• [TEXT PROVIDED]:
Small businesses – those with a few million in revenue to approximately $50 million in revenue – are often run by their founders. And because these founders were generally experts in their fields before they were tasked with running an enterprise they tend to incorporate less planning in their businesses. Rather, these owners often set the strategic directions of their businesses in an ad hoc manner, incorporating various techniques to drive their businesses while mostly setting the direction of the business with their instincts. The purpose of this newsletter is to emphasize the importance of seeing into the future with your planning – particularly with your exit planning.
The Planning Process, Generally Speaking
Generally speaking, the process of planning for a business’ future is all about setting the direction for the enterprise with the best knowledge and inputs available today. The planning process is not only about forecasting the future, it is also about gaining focus and consensus amongst the team that assists the owner. Done properly and consistently, the planning process for a business provides direction, communication, alignment of resources, and a plan for executing on the initiatives set forth in the plan.
The Six and Twelve Month Plans
While the planning process is about looking into the future, it is a matter of how far into the future any owner can see that is the greatest challenge. While the visibility of a business’ future is often difficult to see beyond the immediate 24 to 36 months, it is important to look beyond these more obvious planning dates when planning an exit. For example, an owner may be accustomed to hold planning meetings for the next three (3) to six (6) months for their business. At a tactical level, this three (3) to six (6) month plan provides immediate direction to the managers and allows the momentum to carry forward with the businesses’ current initiatives.
From time to time the planning process will complete a vision for the entire next year (i.e. 12 months). For companies and owners who conduct annual business planning sessions, they usually occur in the fall or winter seasons, prior to the expiration of the existing calendar year. The planning process is usually started with a projection or a goal for desired revenues for the next year. This target goal is often agreed to by the management team and, once set, the ‘process goals’ are discussed and agreed upon to focus the team.
The Five (5) Year Planning Process
A smaller number of business owners will meet with their teams and engage in multi-year planning processes, up to a five (5) year plan. Being able to look as far as five (5) years into the future fundamentally changes the nature of relationships between owners, their businesses and the management team. By creatively thinking through what the business will look like in five (5) years is not only a challenging exercise but also a rewarding one because it forces the team to think creatively about the possible future vision for the business.

• [COLLECTED DATA]:
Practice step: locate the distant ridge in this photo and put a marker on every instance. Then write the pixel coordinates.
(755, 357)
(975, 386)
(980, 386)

• [YOUR TASKS]:
a – Answer these questions from the planning newsletter, one per line:
(i) What revenue range does it give for small businesses?
(ii) In which seasons do annual business planning sessions usually occur?
(iii) Beyond what span of months is a business's future often difficult to see?
b – Reproduce word for word the stretch of the planning newsletter from "Small businesses –" through "your exit planning.".

• [TASK RESULTS]:
a –
(i) From a few million to approximately $50 million in revenue.
(ii) In the fall or winter, before the existing calendar year expires.
(iii) Beyond the immediate 24 to 36 months.

b –
Small businesses – those with a few million in revenue to approximately $50 million in revenue – are often run by their founders. And because these founders were generally experts in their fields before they were tasked with running an enterprise they tend to incorporate less planning in their businesses. Rather, these owners often set the strategic directions of their businesses in an ad hoc manner, incorporating various techniques to drive their businesses while mostly setting the direction of the business with their instincts. The purpose of this newsletter is to emphasize the importance of seeing into the future with your planning – particularly with your exit planning.